» Task to complete: The lines to reproduce from the material below are those from the one containing "Target: sandy beach" through the one containing "Mark one point on each instance of the overcast", both included; write them out exactly and add nothing.

» Exercise data:
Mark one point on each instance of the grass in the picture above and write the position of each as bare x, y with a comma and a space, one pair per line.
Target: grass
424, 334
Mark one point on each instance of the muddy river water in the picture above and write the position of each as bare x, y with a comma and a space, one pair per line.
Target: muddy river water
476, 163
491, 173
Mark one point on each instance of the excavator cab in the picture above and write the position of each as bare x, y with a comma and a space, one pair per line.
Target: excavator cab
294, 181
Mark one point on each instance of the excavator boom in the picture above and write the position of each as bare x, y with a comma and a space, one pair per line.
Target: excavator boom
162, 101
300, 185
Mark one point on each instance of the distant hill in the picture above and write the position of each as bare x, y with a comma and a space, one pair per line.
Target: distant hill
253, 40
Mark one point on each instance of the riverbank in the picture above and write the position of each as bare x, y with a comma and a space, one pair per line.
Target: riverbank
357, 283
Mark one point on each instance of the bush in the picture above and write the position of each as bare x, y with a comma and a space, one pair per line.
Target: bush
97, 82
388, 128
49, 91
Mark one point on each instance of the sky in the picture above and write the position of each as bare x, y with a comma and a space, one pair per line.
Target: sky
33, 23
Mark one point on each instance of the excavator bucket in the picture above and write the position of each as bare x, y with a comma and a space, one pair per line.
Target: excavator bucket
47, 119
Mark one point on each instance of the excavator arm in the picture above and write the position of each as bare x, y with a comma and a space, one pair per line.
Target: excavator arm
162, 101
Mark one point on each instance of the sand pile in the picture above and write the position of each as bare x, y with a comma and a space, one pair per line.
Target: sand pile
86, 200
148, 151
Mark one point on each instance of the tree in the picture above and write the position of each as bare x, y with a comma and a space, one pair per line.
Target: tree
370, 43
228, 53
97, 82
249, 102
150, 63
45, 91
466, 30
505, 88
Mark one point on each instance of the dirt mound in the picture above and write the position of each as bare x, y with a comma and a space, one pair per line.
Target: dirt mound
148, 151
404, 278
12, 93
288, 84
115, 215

...

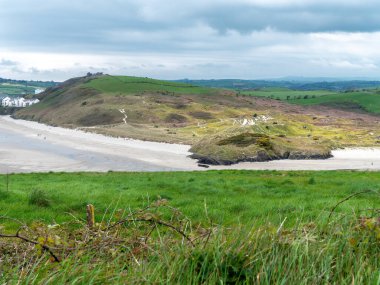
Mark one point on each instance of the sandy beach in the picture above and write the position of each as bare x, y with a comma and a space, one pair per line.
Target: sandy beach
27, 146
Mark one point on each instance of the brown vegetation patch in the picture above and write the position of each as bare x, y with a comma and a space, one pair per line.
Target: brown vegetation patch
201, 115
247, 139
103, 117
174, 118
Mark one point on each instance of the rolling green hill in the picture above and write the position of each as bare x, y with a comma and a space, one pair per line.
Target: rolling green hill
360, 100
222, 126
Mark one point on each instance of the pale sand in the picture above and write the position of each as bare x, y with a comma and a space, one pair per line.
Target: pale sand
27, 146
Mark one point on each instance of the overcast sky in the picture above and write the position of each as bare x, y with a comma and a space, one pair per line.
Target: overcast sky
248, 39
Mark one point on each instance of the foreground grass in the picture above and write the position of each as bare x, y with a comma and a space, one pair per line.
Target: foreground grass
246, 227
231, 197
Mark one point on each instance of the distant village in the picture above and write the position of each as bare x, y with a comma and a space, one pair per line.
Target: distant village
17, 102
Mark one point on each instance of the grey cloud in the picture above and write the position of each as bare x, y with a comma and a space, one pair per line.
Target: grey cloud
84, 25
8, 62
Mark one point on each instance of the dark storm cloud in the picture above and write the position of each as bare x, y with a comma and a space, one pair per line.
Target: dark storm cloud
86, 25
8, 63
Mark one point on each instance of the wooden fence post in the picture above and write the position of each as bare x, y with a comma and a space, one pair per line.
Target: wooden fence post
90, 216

» Response:
Target: sandy beach
27, 146
Mark one point on each instance of the brown vegetation patch in the picture above and write the position of each as bare x, y with a comma and a space, one pair per line.
Target: brown vegetation patch
201, 115
247, 139
103, 117
174, 118
Mark one point on each instance of the rolling green hill in the picture above and write the position of each as bare x, y with a comma and a space, one pair per line.
Target: rolling green hill
360, 100
222, 126
Mark one point on each instance of the pale sand in the picture above and write the position of each as bare x, y with a comma and a space, one pair per line.
Target: pale sand
27, 146
Mark one point on each instance of the overcast sky in the picture above and write the position of each as bare x, y with a comma and a space, one pair per line.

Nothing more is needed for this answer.